(Collected data)
..........

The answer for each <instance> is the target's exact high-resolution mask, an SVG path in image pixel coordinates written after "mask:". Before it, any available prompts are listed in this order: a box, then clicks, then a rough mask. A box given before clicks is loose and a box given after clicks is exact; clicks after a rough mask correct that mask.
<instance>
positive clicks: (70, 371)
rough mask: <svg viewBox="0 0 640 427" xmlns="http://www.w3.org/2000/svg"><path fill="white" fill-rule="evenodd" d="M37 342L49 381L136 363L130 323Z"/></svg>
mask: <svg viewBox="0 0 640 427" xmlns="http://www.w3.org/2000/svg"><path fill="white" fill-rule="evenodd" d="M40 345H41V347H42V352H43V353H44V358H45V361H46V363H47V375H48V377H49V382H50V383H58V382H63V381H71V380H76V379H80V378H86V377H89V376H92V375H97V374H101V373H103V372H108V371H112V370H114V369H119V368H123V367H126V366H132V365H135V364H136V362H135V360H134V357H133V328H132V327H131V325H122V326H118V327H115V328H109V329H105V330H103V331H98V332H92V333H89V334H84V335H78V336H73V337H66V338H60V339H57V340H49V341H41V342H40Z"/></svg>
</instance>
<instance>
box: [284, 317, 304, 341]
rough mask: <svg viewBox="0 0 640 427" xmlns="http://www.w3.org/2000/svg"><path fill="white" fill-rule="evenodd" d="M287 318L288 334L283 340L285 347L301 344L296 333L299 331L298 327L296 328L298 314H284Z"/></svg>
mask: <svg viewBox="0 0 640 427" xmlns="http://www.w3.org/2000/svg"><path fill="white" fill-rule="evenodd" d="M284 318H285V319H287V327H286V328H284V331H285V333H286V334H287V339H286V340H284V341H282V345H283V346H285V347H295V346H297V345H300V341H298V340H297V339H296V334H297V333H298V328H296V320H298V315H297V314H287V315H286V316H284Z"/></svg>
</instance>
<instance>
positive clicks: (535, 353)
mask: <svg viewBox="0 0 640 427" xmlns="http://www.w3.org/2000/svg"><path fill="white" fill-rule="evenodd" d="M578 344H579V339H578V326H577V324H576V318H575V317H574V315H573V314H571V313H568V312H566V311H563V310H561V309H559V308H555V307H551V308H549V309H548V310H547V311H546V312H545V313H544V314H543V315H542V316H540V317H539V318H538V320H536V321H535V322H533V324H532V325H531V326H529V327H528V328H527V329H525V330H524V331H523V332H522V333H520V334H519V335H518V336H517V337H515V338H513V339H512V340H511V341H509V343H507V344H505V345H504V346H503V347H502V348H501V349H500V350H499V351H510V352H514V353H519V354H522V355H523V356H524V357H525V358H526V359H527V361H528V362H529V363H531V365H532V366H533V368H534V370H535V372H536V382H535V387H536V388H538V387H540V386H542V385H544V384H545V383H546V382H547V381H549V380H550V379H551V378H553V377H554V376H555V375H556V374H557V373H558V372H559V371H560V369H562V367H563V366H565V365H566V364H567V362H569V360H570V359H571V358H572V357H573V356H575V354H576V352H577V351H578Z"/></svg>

..........

**Try it:** Above are some lines. Repeat exactly, and only, those from the line that has "342L49 381L136 363L130" through the line that has "box: [284, 317, 304, 341]".

**Result:**
rough mask: <svg viewBox="0 0 640 427" xmlns="http://www.w3.org/2000/svg"><path fill="white" fill-rule="evenodd" d="M37 342L49 381L136 363L130 323Z"/></svg>
mask: <svg viewBox="0 0 640 427" xmlns="http://www.w3.org/2000/svg"><path fill="white" fill-rule="evenodd" d="M40 345H41V347H42V352H43V353H44V358H45V361H46V363H47V375H48V377H49V382H50V383H58V382H63V381H71V380H76V379H80V378H86V377H89V376H92V375H97V374H101V373H103V372H108V371H112V370H114V369H119V368H123V367H126V366H132V365H135V364H136V362H135V360H134V357H133V328H132V327H131V325H122V326H118V327H115V328H109V329H105V330H103V331H98V332H92V333H89V334H84V335H78V336H73V337H66V338H60V339H57V340H49V341H41V342H40Z"/></svg>
</instance>
<instance>
box: [284, 317, 304, 341]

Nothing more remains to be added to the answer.